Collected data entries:
= = =
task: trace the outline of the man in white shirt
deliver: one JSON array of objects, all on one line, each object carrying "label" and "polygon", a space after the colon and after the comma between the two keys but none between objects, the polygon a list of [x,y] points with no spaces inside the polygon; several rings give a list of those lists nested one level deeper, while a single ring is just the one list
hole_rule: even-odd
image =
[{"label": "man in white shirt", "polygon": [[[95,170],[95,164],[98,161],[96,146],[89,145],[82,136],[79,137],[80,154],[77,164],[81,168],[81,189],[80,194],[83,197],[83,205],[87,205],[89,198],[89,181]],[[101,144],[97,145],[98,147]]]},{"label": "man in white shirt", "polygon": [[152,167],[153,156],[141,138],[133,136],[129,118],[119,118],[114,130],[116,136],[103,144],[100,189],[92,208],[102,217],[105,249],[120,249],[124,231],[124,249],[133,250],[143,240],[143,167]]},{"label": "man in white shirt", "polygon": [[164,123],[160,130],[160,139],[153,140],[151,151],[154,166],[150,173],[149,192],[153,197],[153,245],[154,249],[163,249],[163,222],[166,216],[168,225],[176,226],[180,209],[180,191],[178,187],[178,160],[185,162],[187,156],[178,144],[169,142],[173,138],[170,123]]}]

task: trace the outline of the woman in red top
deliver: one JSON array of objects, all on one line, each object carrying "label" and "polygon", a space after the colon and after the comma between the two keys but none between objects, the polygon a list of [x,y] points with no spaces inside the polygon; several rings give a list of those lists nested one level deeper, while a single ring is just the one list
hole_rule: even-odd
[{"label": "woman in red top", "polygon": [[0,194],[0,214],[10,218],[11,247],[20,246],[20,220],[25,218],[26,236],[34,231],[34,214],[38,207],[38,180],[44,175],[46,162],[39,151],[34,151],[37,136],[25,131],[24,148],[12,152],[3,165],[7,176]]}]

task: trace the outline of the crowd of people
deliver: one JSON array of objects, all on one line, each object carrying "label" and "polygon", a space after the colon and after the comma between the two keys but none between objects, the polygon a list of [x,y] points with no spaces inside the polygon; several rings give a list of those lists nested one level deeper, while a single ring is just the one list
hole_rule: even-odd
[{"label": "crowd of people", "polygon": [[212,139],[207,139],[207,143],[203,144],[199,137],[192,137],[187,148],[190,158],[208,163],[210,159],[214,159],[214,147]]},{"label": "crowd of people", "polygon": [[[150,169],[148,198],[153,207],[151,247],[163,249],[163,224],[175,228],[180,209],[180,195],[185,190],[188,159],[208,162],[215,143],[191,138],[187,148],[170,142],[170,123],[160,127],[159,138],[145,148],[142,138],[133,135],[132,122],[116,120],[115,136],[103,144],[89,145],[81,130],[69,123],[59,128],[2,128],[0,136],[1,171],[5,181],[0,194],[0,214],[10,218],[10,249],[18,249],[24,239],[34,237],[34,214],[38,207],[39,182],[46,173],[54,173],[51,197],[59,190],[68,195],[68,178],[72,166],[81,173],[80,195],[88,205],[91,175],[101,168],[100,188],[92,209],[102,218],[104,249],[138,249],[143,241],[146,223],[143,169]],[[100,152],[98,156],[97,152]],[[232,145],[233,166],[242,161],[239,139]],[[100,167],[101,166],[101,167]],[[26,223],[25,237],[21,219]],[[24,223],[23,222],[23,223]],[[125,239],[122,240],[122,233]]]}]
= = =
● **About this task**
Return the entries in full, keeping every line exactly as it is.

● **Reply**
task: trace the outline of the man in white shirt
deliver: one JSON array of objects, all on one line, each object carrying "label" and "polygon", a space after the colon and after the comma between the two keys but none between objects, the polygon a list of [x,y] points with no spaces inside the polygon; several rings give a list of those lists nested one level deeper, while a single ring is just the one list
hole_rule: even-odd
image =
[{"label": "man in white shirt", "polygon": [[[95,170],[95,164],[98,161],[96,146],[89,145],[82,136],[79,137],[80,154],[77,164],[81,168],[81,189],[80,194],[83,197],[83,205],[87,205],[89,198],[89,181]],[[101,144],[97,145],[98,147]]]},{"label": "man in white shirt", "polygon": [[152,167],[153,156],[141,138],[133,136],[129,118],[119,118],[114,130],[116,136],[103,144],[100,189],[92,208],[102,217],[105,249],[120,249],[124,231],[124,249],[133,250],[143,240],[143,167]]},{"label": "man in white shirt", "polygon": [[164,123],[160,130],[160,139],[153,140],[151,151],[154,166],[150,173],[149,192],[153,197],[153,245],[154,249],[163,249],[163,222],[166,216],[168,225],[176,226],[180,209],[180,191],[178,187],[178,160],[185,162],[187,156],[178,144],[169,142],[173,138],[170,123]]}]

task: trace the outline of the woman in red top
deliver: one JSON array of objects, all on one line, each object carrying "label" and "polygon", a space after the colon and after the comma between the two keys but none between objects, the polygon a list of [x,y] points with no spaces inside the polygon; several rings give a list of those lists nested one level deeper, while a single ring is just the one list
hole_rule: even-odd
[{"label": "woman in red top", "polygon": [[0,194],[0,214],[10,218],[11,247],[20,246],[20,220],[25,218],[26,236],[34,231],[34,214],[38,207],[38,180],[44,175],[46,162],[39,151],[34,151],[37,136],[25,131],[24,148],[12,152],[3,165],[7,176]]}]

task: trace the outline of the crowd of people
deliver: one JSON array of objects, all on one line, each object carrying "label" and "polygon", a space after the colon and after the comma between the two keys but none between objects, the polygon a list of [x,y] points with no spaces inside the polygon; several rings give a list of those lists nested one level deeper, while a single ring is just the one list
hole_rule: even-odd
[{"label": "crowd of people", "polygon": [[212,139],[207,139],[207,143],[203,144],[199,137],[192,137],[187,148],[190,158],[208,163],[210,159],[214,159],[214,147]]},{"label": "crowd of people", "polygon": [[[150,169],[148,198],[153,207],[151,247],[163,249],[163,224],[175,228],[180,209],[180,195],[185,190],[188,159],[208,162],[215,143],[191,138],[187,148],[170,142],[170,123],[160,127],[159,138],[145,148],[142,138],[133,135],[132,122],[116,120],[115,136],[103,144],[89,145],[81,130],[69,123],[59,128],[2,128],[0,136],[1,171],[5,181],[0,194],[0,214],[10,218],[10,249],[18,249],[24,239],[34,237],[34,214],[38,207],[39,182],[46,173],[54,173],[51,197],[59,190],[68,195],[68,178],[72,166],[81,173],[80,195],[88,205],[91,175],[101,168],[100,188],[92,209],[102,218],[104,249],[138,249],[143,241],[146,223],[143,169]],[[100,152],[98,156],[97,152]],[[232,145],[233,166],[242,161],[239,139]],[[100,167],[101,166],[101,167]],[[26,223],[25,237],[21,219]],[[24,223],[23,222],[23,223]],[[125,239],[122,240],[122,233]]]}]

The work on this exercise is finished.